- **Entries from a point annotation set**
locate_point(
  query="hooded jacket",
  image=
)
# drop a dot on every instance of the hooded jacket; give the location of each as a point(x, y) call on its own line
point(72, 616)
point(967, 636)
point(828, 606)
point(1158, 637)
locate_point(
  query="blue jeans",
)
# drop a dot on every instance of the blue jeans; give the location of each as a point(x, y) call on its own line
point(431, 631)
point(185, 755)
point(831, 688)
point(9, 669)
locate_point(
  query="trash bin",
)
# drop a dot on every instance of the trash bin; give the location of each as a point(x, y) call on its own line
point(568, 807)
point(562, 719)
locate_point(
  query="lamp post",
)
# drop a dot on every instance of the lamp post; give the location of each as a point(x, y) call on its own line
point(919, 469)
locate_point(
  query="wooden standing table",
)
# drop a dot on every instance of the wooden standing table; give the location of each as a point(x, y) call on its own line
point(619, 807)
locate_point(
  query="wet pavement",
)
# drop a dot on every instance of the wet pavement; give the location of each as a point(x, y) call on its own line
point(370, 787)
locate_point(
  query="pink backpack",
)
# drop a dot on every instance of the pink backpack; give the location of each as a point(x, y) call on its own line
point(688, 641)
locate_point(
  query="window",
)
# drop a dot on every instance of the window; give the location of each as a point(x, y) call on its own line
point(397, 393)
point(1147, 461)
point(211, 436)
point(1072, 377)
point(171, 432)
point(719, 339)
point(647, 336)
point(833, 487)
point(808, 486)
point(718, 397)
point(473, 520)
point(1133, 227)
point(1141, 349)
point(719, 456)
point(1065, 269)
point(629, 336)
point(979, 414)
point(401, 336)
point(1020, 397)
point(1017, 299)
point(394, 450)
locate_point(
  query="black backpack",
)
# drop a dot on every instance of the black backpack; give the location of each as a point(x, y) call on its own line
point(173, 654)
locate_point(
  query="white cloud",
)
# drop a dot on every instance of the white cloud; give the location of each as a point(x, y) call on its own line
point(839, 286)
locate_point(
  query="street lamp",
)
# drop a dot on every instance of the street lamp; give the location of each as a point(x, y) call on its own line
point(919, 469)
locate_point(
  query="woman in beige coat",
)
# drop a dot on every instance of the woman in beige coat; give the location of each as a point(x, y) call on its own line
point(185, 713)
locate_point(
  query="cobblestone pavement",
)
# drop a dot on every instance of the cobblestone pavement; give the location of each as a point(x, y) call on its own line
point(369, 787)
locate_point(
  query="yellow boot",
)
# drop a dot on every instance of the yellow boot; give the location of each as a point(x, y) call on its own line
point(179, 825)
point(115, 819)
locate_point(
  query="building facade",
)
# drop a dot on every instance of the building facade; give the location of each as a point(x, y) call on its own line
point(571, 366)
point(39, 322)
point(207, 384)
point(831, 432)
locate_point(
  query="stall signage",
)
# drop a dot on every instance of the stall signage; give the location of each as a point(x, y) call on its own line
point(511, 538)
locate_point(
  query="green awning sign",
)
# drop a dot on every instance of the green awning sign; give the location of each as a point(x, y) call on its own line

- **TASK DESCRIPTION**
State how many of the lines above contain the string "jeans". Give only the number.

- **WRITTEN ANSWER**
2